> WORK TO COMPLETE: Extend the forum thread below about a vintage Japanese Soma road bike, picking up right after its final sentence.

> EXCERPTED PASSAGE:
# vintage japanese SOMA competion road bike?



## xxixr (Feb 17, 2010)

Hi I found this bike in a barn. It's Brand is SOMA, it's made in Japan, it's model is Competition. I'm guessing it's circa 1983, only because there is an 83 along with some other numbers stamped on the bottom. I was wondering if someone out there can shed anymore light on it. I found this post at the link below which is pretty good. But was basically wondering if it's worth anything to sell/ is it collectable? It's all original, except for the seat, tires and bar tape. I'm riding it on the rollers right now.

http://www.bikeforums.net/archive/index.php/t-405920.html

I'd post pics but I'm at work. Here is a link with alleged pics, but I once again I'm at work and they are "blocked" from viewing. Not sure if they are there or not. They came from the "current" Soma fab company in california where they posted a blog about the "old" Soma Company. If this bike is black and red w/ white lettering it's what I have.

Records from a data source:

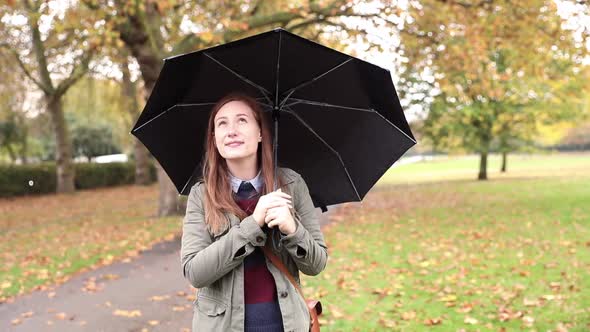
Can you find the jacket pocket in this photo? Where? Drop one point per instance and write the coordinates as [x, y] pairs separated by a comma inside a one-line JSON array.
[[210, 306]]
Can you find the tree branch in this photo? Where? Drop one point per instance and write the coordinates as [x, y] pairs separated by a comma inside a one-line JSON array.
[[25, 70], [77, 72]]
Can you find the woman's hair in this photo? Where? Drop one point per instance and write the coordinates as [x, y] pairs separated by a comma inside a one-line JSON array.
[[218, 194]]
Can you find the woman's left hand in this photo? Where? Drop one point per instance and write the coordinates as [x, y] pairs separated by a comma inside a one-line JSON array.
[[281, 216]]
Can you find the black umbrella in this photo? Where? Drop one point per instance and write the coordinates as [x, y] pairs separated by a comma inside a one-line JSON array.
[[340, 121]]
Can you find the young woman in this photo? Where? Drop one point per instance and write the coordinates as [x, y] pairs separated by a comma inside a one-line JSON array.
[[231, 213]]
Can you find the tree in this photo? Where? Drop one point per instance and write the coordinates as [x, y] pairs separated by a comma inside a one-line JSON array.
[[492, 64], [151, 31], [54, 59]]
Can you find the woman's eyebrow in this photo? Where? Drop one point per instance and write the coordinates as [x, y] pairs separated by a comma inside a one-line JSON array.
[[225, 117]]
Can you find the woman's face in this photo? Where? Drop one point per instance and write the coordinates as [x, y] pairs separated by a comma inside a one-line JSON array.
[[236, 131]]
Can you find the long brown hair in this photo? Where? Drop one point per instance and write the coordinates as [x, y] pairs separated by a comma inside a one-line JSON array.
[[218, 193]]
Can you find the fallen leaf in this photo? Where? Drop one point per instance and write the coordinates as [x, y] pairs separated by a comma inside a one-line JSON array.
[[127, 313], [470, 320]]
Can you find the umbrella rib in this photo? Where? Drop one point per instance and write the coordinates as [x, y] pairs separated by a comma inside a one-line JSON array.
[[169, 108], [288, 110], [370, 110], [292, 90], [262, 89], [277, 73]]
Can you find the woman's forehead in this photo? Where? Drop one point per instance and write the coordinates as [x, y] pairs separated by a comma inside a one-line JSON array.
[[234, 108]]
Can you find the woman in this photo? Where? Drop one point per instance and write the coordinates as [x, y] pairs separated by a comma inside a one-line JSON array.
[[231, 213]]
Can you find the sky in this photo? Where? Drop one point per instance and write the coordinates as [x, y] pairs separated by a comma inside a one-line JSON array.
[[387, 37]]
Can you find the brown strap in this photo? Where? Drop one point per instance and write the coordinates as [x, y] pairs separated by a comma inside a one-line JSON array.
[[279, 264]]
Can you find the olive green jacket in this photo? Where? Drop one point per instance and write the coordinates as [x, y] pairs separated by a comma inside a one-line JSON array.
[[214, 264]]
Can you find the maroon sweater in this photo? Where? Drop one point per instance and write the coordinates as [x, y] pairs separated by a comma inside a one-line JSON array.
[[262, 311]]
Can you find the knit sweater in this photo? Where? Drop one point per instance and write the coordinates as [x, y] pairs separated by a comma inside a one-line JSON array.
[[262, 311]]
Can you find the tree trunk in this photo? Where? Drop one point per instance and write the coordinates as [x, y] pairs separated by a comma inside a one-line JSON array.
[[150, 65], [142, 162], [142, 171], [63, 145], [483, 166]]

> THE RESPONSE:
pics??
http://viewmorepics.myspace.com/ind...iendID=17228384&albumID=83042&imageID=9090657

Blog:
http://somafab.blogspot.com/search?q=soma+cosmopolitan
Thanks for any help.


----------



## colker1 (Jan 6, 2004)

it's worth your love in gold.
good luck.


----------



## yo-Nate-y (Mar 5, 2009)

Step 1: Buy barn bike, plate in gold.

Step 2: Profit!


----------



## babbalanja (Jan 20, 2008)

sounds like a good roller rider


----------



## Schmitty (Sep 7, 2008)

Marginal worth <$100. Never new the Soma name was around that long ago..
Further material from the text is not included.